(Excerpt):

WASHINGTON (Reuters) - U.S.-based nuclear experts said on Friday they suspected an accidental blast and radiation release in northern Russia this week occurred during the testing of a nuclear-powered cruise missile vaunted by President Vladimir Putin last year.

The Russian Ministry of Defense, quoted by state-run news outlets, said that two people died and six were injured on Thursday in an explosion of what it called a liquid propellant rocket engine. No dangerous substances were released, it said. Russia's state nuclear agency Rosatom said early on Saturday that five of its staff members died.

A spokeswoman for Severodvinsk, a city of 185,000 near the test site in the Arkhangelsk region, was quoted in a statement on the municipal website as saying that a "short-term" spike in background radiation was recorded at noon Thursday. The statement was not on the site on Friday.

The Russian Embassy did not immediately respond for comment.

Two experts said in separate interviews with Reuters that a liquid rocket propellant explosion would not release radiation.

They said that they suspected the explosion and the radiation release resulted from a mishap during the testing of a nuclear-powered cruise missile at a facility outside the village of Nyonoksa.

"Liquid fuel missile engines exploding do not give off radiation, and we know that the Russians are working on some kind of nuclear propulsion for a cruise missile," said Ankit Panda, an adjunct senior fellow with the Federation of American Scientists.

Russia calls the missile the 9M730 Buresvestnik. The NATO alliance has designated it the SSC-X-9 Skyfall.

(Material provided):
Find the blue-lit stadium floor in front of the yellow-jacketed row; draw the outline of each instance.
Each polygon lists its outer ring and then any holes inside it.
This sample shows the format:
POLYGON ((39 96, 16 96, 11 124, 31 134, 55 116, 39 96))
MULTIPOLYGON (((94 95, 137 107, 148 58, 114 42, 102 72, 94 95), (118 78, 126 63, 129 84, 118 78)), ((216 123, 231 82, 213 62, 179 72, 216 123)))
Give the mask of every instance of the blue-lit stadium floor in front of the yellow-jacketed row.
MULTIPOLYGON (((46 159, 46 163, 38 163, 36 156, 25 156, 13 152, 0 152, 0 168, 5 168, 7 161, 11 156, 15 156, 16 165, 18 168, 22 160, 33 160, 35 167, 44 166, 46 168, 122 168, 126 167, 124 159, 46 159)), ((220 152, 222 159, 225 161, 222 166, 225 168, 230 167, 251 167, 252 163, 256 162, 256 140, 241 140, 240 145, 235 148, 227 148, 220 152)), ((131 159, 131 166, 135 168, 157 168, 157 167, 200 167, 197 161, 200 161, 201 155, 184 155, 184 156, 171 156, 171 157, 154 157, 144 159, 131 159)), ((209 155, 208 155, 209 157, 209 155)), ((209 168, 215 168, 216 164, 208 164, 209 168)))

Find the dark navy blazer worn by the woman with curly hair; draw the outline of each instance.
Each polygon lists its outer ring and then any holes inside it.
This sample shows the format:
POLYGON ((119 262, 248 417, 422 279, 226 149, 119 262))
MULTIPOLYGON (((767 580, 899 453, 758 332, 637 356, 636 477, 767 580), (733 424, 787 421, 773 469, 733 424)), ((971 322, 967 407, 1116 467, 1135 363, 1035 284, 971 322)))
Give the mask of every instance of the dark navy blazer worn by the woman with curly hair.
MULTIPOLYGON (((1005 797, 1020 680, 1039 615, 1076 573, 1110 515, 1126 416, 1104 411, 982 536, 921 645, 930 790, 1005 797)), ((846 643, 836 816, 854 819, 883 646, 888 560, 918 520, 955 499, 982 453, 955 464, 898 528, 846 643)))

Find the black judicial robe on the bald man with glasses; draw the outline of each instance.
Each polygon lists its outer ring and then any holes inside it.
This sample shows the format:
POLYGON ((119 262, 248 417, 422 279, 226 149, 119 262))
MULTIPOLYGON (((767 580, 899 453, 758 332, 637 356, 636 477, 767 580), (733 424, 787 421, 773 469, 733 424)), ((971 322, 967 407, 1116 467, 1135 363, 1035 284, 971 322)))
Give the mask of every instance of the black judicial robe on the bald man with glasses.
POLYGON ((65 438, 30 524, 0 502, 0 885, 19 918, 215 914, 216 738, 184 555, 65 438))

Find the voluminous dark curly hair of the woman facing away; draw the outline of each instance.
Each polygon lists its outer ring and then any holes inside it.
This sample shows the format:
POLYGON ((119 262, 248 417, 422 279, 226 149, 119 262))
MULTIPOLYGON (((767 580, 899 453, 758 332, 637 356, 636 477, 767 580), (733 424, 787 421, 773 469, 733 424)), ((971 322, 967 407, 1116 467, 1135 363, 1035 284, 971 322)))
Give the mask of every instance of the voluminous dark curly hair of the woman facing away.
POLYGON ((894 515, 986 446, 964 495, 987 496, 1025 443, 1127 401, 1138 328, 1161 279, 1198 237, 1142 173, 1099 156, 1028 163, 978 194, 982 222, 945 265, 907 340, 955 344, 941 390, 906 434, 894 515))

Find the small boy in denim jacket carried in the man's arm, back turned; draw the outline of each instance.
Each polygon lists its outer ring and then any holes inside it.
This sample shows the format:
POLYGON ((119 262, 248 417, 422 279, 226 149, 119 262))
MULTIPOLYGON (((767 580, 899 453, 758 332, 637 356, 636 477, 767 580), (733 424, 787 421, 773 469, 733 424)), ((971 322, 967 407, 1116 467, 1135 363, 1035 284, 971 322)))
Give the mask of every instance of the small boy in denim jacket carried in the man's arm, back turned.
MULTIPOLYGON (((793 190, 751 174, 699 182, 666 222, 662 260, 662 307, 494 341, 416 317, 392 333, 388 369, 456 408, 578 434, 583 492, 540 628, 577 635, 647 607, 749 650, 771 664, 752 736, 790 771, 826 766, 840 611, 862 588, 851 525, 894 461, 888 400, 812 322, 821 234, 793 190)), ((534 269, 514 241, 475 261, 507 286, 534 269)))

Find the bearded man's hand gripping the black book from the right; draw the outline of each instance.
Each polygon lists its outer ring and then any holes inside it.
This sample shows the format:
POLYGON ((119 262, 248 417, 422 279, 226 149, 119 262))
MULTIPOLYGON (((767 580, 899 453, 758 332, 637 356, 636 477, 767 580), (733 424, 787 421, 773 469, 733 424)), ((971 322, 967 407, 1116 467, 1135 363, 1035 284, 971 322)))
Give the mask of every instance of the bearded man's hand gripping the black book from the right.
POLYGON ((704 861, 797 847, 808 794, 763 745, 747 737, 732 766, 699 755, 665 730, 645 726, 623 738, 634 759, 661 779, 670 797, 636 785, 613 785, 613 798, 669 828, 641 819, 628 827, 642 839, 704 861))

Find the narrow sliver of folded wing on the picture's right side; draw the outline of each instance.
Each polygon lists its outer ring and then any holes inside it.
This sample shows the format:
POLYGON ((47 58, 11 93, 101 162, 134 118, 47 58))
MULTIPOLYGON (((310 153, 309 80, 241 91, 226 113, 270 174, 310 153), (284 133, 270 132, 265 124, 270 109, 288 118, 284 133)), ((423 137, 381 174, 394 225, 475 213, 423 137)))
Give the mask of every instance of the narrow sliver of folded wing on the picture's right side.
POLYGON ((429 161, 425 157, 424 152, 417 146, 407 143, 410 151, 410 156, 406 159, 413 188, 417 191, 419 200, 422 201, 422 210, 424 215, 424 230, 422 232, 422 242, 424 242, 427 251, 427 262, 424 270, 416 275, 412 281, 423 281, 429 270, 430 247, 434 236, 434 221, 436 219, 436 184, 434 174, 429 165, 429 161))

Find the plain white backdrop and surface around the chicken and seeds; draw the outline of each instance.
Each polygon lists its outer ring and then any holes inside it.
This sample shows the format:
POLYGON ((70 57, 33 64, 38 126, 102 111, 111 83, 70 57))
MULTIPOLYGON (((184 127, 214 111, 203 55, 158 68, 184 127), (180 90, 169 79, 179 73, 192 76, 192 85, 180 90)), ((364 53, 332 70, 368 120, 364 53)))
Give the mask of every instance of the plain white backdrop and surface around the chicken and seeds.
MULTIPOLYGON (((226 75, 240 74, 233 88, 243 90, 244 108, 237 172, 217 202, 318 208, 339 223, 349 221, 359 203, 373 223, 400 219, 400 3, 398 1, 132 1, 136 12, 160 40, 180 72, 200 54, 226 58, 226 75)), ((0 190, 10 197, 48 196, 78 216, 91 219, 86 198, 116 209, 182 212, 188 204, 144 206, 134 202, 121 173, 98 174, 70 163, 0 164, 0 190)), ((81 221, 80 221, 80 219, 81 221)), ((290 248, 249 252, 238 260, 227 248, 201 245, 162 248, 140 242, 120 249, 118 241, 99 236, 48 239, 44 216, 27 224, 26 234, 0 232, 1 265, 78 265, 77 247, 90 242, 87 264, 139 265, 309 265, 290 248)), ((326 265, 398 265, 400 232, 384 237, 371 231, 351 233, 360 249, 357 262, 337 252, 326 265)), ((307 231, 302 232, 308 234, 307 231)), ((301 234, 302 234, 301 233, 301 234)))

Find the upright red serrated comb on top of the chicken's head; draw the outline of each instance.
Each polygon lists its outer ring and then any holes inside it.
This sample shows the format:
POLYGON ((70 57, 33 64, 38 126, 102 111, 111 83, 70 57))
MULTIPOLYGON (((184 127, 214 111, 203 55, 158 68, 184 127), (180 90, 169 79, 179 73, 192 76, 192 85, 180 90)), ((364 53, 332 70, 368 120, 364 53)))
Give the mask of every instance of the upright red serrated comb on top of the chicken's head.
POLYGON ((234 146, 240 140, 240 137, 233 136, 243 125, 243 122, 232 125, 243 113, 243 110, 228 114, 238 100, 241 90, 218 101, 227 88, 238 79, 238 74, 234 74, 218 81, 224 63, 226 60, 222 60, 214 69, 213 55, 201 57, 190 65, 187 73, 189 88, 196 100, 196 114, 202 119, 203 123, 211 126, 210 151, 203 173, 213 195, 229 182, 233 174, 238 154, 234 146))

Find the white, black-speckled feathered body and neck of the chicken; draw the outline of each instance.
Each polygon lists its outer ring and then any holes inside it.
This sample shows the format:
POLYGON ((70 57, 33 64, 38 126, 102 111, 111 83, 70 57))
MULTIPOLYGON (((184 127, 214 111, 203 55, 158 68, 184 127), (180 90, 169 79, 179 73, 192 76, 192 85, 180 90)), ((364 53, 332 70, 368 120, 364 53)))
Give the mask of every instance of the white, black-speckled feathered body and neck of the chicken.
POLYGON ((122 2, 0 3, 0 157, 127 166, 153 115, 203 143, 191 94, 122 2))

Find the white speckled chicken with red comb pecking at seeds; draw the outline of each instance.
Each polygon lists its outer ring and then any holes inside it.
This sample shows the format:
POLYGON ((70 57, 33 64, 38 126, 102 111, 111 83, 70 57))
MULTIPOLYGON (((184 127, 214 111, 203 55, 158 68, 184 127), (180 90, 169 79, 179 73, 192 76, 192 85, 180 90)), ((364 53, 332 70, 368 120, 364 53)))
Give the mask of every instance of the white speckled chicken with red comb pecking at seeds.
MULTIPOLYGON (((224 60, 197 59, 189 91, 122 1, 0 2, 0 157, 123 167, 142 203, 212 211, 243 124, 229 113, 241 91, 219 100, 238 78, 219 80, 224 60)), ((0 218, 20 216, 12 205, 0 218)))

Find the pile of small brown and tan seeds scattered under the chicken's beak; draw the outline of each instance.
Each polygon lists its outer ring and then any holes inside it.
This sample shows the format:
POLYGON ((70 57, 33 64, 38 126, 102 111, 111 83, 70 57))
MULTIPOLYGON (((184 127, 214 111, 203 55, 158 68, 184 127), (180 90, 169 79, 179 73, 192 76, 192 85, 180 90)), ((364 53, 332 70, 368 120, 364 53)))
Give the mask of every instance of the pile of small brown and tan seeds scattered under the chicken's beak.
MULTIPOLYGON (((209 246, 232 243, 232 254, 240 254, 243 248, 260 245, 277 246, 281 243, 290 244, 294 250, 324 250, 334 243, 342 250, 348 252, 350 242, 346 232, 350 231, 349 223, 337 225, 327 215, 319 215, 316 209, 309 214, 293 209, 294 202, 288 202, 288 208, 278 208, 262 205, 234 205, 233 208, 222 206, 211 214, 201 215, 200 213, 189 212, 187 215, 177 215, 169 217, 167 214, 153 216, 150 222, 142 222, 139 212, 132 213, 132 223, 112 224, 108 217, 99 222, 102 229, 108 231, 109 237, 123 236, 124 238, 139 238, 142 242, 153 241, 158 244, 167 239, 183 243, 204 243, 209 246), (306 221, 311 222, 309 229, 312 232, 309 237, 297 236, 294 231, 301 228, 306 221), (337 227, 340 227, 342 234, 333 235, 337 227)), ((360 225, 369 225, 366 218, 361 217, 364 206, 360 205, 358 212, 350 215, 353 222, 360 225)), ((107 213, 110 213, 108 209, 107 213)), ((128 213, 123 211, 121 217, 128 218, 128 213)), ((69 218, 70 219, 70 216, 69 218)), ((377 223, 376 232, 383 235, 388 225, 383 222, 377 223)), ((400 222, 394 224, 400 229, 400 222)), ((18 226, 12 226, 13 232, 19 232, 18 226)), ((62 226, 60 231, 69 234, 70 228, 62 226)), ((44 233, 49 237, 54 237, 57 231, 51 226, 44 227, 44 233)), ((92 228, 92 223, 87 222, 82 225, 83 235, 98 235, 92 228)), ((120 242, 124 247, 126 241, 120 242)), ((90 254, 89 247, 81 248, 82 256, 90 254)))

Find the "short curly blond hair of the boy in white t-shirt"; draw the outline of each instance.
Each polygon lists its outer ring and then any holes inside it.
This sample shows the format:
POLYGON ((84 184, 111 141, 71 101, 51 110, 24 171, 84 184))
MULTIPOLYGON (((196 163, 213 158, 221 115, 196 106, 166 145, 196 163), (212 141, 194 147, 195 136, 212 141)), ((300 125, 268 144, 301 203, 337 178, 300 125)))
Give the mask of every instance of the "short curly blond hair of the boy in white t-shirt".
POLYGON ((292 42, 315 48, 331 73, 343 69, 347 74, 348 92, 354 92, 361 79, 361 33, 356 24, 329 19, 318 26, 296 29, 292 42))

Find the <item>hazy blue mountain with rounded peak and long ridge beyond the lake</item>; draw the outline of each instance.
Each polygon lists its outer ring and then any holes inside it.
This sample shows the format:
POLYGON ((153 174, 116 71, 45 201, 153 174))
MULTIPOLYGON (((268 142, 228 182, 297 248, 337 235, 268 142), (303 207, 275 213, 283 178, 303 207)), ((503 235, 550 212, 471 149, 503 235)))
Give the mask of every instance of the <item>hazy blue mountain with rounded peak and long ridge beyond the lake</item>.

(Exercise tasks):
A. In the news excerpt, what designation has NATO given the Russian missile?
B. Revise the news excerpt by giving it again starting at "WASHINGTON (Reuters) - U.S.-based" and ending at "staff members died.", with "cruise missile" changed to "weapon".
Answer from the news text only.

(Solutions to the exercise):
A. SSC-X-9 Skyfall

B.
WASHINGTON (Reuters) - U.S.-based nuclear experts said on Friday they suspected an accidental blast and radiation release in northern Russia this week occurred during the testing of a nuclear-powered weapon vaunted by President Vladimir Putin last year.

The Russian Ministry of Defense, quoted by state-run news outlets, said that two people died and six were injured on Thursday in an explosion of what it called a liquid propellant rocket engine. No dangerous substances were released, it said. Russia's state nuclear agency Rosatom said early on Saturday that five of its staff members died.